DATA SHOWN ::

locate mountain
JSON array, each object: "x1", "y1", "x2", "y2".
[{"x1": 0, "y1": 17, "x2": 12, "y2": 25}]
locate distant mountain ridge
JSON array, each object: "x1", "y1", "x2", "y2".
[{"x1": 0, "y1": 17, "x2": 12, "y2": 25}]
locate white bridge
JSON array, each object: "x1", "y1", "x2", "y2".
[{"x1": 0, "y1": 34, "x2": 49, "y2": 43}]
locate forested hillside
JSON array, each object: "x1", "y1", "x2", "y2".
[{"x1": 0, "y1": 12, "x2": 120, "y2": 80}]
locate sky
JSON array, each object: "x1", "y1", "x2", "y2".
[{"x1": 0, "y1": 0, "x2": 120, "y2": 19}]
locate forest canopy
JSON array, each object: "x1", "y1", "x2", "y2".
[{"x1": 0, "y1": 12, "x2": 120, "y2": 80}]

* * *

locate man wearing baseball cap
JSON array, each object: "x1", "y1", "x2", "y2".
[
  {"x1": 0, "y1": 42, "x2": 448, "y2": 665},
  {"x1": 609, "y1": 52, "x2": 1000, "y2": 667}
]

...

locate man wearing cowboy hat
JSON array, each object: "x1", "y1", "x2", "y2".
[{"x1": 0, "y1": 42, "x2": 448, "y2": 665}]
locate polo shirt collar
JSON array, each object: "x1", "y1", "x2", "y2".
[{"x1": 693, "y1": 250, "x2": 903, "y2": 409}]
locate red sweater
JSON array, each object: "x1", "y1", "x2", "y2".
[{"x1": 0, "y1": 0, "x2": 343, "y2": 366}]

YOUR INSTRUCTIONS :: Gather each line in the rows above that contains the word "mountain", and copy those lines as they appear.

EXPECTED OUTPUT ::
locate mountain
locate distant mountain ridge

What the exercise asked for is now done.